Point placement records:
+++

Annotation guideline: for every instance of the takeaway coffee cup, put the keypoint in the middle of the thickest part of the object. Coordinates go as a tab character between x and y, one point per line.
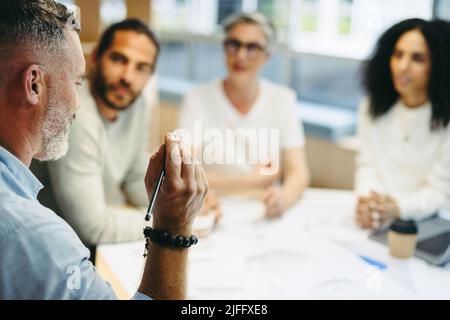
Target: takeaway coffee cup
402	237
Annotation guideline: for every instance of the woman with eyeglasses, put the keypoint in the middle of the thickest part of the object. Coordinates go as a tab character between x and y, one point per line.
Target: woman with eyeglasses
404	161
265	151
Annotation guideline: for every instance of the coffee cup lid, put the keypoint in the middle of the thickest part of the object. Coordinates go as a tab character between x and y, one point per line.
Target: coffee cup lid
404	226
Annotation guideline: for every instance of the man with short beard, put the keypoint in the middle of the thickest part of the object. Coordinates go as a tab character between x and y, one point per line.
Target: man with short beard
41	256
98	184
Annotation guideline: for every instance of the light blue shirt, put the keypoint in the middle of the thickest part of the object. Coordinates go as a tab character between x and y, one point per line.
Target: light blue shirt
41	257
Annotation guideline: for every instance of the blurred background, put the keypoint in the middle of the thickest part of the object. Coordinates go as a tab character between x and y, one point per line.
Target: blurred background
321	47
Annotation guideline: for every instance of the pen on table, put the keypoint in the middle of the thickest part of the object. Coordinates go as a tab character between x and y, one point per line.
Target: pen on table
155	194
373	262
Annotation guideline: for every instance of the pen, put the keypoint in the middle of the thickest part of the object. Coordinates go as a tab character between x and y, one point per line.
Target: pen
373	262
155	194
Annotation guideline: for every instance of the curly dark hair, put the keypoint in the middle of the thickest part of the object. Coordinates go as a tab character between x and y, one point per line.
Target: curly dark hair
378	78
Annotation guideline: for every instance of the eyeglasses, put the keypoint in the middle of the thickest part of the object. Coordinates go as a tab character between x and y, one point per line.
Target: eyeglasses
252	49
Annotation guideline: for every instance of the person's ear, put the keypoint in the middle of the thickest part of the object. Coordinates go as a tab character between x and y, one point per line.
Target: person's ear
33	84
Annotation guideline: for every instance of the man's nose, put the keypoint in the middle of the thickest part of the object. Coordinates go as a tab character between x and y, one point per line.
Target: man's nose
241	52
128	74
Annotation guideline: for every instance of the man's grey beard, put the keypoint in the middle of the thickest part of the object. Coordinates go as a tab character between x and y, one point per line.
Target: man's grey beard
55	133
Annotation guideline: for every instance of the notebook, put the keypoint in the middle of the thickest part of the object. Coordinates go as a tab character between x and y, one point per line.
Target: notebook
433	239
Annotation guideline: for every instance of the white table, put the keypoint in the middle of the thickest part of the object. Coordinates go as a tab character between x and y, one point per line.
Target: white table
312	252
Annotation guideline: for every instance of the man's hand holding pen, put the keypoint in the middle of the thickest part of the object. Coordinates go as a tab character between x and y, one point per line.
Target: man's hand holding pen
182	191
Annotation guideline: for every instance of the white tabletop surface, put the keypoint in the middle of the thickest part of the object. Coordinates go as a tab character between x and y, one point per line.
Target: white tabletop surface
313	252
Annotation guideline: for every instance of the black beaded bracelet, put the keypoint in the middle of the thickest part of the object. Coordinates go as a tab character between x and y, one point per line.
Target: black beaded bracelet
164	238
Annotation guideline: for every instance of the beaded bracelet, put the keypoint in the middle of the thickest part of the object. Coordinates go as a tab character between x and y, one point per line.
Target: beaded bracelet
164	238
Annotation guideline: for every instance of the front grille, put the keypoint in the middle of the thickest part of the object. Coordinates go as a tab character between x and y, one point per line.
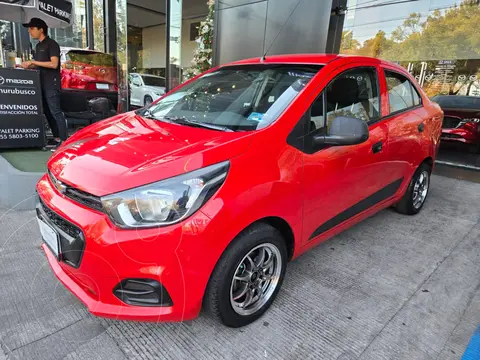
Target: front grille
67	227
450	122
72	240
78	196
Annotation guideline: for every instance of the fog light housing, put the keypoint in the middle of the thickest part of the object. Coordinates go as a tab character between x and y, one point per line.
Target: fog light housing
142	292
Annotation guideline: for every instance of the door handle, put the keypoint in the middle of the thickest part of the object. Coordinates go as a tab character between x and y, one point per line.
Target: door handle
377	147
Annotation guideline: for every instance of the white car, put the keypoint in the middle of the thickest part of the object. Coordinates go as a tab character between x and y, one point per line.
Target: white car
145	89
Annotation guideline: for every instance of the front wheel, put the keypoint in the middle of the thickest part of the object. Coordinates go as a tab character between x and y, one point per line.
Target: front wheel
417	191
247	277
147	101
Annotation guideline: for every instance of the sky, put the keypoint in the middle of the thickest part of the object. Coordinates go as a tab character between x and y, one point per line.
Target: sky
386	15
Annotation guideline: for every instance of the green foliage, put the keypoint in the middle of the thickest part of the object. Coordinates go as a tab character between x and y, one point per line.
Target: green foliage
448	35
202	57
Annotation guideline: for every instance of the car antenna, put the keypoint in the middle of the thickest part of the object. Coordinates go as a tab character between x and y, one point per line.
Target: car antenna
264	57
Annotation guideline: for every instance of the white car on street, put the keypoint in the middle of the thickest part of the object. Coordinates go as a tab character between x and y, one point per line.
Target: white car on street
145	89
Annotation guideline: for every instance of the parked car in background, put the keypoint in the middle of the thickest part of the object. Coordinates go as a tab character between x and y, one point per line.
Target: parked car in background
145	89
85	75
203	197
461	123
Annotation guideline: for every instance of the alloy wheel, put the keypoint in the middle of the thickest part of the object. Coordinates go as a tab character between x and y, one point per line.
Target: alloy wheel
255	279
420	189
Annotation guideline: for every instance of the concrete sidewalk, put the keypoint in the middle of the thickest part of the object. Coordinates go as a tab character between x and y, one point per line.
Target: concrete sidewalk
393	287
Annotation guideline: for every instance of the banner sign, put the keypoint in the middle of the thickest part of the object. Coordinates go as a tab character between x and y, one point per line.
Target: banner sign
58	9
22	3
21	110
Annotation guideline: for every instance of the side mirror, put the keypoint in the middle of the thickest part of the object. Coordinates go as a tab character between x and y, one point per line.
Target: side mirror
344	131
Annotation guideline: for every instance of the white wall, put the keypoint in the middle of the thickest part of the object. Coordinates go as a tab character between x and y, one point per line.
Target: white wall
153	39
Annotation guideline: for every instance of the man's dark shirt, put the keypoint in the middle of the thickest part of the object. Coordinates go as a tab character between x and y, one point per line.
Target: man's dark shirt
44	50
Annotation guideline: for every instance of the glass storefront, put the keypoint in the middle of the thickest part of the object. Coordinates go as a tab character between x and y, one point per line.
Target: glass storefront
151	59
438	42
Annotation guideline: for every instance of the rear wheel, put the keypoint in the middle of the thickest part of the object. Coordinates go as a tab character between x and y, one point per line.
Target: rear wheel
147	101
247	277
417	191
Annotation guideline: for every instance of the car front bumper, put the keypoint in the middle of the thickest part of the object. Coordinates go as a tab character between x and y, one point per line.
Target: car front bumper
176	257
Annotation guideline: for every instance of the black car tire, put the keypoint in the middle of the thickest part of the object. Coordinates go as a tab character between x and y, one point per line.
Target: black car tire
406	204
147	101
219	293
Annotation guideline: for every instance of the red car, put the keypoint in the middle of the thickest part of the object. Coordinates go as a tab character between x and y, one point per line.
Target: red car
86	74
203	197
461	123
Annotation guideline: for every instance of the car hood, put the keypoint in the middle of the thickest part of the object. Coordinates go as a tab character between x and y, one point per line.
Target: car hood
128	151
154	88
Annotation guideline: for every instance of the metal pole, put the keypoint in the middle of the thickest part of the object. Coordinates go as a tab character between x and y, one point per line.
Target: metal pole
89	16
215	42
167	46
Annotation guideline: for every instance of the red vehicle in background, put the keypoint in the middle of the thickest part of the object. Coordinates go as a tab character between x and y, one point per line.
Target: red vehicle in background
87	74
461	123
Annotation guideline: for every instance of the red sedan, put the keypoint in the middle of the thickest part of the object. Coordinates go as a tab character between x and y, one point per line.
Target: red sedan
203	197
461	123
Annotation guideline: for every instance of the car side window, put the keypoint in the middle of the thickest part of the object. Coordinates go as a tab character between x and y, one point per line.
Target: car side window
353	93
136	81
402	95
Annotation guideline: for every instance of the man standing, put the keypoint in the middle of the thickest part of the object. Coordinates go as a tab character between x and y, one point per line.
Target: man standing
47	60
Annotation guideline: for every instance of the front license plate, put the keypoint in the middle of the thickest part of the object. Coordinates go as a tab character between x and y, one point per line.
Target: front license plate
49	236
103	86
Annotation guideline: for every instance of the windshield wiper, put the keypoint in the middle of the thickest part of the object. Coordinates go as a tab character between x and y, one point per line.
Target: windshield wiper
185	121
146	113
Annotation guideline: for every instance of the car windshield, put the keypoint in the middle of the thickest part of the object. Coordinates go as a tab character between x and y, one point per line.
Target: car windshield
91	58
153	81
238	98
462	102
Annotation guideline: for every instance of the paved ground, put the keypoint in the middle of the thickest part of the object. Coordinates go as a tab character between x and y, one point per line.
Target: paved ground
393	287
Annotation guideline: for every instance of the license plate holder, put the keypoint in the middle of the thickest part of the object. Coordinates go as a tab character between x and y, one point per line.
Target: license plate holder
50	237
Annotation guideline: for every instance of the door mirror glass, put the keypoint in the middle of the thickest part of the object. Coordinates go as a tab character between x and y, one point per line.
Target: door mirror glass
344	131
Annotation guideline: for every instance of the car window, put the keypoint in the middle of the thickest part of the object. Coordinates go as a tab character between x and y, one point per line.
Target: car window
401	93
153	81
136	80
353	93
454	101
240	98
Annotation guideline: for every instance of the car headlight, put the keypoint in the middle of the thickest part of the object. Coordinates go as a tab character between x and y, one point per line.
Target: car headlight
165	202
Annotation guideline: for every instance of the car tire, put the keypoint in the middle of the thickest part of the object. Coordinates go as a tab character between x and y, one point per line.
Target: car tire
147	101
225	294
415	196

+++

Repeat exactly, and only, the lines of the records above, starting with the line that contains "Annotation guideline: for every instance of the car window, put" and ending with the final line, both included.

Annotation guideline: for every instance of the car window, put the keypoint in the middle of the thickest part of the object. Coordinates go as a tab character between x and y, one point per line.
Target: car window
401	93
153	81
136	80
353	93
454	101
240	98
Annotation guideline: for every instance of the car headlight, put the keypoint in the middle of the thickest part of the object. Coordinates go as a tab character between x and y, one point per line.
Target: car headlight
165	202
Annotation guideline: for every instance of the car tire, put the keypoint in the middle of the thickest part of the object. Coordinates go as a tab character between x and y, one point per line.
Target: car tire
147	101
225	294
415	196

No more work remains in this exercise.